*WHAT YOU HAVE TO DO*
Could the lines from the one with "the green stem." through the end of the listing be restated exactly, with nothing else included?

[Data items]
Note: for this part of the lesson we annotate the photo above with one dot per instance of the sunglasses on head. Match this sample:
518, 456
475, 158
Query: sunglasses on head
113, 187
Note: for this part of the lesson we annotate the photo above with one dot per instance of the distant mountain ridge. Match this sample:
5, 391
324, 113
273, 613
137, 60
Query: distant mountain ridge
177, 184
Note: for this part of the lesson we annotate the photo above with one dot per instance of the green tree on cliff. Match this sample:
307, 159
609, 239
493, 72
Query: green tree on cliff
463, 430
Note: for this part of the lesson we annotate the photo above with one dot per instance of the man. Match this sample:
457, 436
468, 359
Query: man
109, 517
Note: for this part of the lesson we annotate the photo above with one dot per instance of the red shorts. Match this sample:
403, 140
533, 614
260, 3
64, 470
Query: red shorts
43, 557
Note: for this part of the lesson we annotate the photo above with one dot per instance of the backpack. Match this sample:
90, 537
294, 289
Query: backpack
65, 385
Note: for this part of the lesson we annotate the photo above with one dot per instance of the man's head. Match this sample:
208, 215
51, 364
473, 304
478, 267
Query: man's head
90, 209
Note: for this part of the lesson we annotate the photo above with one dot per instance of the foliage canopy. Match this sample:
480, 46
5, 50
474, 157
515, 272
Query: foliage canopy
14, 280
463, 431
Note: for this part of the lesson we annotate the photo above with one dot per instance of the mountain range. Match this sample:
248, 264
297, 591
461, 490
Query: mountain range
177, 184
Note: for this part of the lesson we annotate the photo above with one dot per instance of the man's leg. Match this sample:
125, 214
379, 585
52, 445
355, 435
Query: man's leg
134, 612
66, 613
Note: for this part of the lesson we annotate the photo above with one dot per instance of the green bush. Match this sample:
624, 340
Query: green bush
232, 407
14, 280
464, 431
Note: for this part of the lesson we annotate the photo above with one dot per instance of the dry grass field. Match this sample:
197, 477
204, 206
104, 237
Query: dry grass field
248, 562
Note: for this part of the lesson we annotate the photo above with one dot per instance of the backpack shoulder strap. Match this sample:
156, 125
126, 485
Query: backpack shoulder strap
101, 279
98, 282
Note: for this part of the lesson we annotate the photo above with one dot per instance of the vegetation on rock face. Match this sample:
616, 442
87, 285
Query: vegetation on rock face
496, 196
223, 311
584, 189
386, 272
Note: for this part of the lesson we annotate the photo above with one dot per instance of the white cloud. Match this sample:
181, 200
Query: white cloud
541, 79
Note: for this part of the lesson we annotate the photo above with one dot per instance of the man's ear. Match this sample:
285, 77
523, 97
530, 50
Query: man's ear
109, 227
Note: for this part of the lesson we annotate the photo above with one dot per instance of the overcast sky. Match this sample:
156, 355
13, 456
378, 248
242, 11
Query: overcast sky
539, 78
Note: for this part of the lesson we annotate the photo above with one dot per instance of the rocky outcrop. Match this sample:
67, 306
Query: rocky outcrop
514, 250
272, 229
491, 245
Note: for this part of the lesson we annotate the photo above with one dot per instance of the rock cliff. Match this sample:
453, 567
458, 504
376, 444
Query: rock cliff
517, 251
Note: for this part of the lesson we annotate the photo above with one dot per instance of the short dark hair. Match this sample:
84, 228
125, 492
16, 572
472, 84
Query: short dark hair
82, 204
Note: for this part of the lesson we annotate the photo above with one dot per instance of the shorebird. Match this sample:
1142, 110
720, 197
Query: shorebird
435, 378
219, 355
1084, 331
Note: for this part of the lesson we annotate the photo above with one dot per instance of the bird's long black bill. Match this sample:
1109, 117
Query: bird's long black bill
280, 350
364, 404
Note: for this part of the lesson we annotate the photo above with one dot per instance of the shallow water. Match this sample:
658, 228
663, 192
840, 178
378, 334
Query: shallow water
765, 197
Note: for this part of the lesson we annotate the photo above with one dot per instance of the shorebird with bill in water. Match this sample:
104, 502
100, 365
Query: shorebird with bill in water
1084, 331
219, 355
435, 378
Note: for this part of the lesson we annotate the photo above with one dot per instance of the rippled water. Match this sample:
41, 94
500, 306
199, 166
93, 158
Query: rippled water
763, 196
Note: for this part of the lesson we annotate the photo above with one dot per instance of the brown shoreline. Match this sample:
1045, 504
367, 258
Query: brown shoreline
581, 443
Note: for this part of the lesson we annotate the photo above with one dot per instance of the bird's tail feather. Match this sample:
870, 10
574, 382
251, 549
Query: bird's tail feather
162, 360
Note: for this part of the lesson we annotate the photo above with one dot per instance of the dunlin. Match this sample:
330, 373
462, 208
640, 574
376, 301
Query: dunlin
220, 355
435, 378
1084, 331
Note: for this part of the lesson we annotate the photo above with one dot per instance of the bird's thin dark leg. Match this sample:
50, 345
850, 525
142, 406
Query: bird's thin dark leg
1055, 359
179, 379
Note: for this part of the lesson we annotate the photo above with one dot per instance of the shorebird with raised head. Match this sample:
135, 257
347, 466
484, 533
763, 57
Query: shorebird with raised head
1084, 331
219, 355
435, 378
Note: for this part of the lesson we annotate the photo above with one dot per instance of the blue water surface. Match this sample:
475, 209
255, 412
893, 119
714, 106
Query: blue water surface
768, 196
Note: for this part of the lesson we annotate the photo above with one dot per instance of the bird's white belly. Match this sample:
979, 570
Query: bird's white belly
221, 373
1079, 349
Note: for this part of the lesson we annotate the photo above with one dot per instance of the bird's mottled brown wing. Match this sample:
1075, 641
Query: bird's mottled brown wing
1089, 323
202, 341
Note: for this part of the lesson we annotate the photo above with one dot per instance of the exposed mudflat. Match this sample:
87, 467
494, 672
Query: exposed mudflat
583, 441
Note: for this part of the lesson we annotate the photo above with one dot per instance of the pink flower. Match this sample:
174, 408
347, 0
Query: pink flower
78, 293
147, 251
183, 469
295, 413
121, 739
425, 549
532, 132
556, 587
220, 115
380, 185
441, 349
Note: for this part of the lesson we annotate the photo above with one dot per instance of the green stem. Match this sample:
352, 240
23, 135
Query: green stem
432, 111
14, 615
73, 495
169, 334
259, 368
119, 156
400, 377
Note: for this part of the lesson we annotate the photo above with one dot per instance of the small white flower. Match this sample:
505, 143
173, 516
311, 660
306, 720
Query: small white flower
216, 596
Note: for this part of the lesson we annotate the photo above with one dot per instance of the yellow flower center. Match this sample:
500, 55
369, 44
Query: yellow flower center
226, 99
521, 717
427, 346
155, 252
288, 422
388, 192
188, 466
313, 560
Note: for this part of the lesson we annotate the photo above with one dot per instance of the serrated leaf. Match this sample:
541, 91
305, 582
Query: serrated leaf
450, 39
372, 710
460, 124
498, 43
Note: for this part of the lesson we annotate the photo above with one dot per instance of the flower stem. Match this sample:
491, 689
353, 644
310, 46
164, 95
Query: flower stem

*ANSWER TO THIS PROBLEM*
Note: for this part of the lesson we annotate the photo above with one dot per instance of the green stem. Match this sample:
352, 240
23, 135
Query: green stem
432, 111
14, 615
73, 495
169, 334
259, 368
119, 156
400, 377
Note: for this part of the lesson we annotate the photo above with one dot per instance of the small white flower. Match this sample:
505, 143
173, 516
311, 660
306, 720
Query: small white flower
216, 596
Note: for this part of the lesson we annotate the photo above with one dot per instance of the yellow flower center. Match this sample:
500, 55
369, 44
Query: yellow flower center
226, 99
521, 717
427, 346
155, 252
288, 422
388, 192
188, 466
313, 560
Note: for this part of the lesson we annotate the photo above with one dot per instance of the serrated leaf. Match this sample:
541, 91
305, 582
Query: serrated leaf
450, 39
372, 710
460, 124
498, 43
Note: for this part of the lesson we annotate the photo above with one dot per instance of the flower stem. Match this sample:
491, 689
353, 644
310, 46
164, 95
Query: flower stem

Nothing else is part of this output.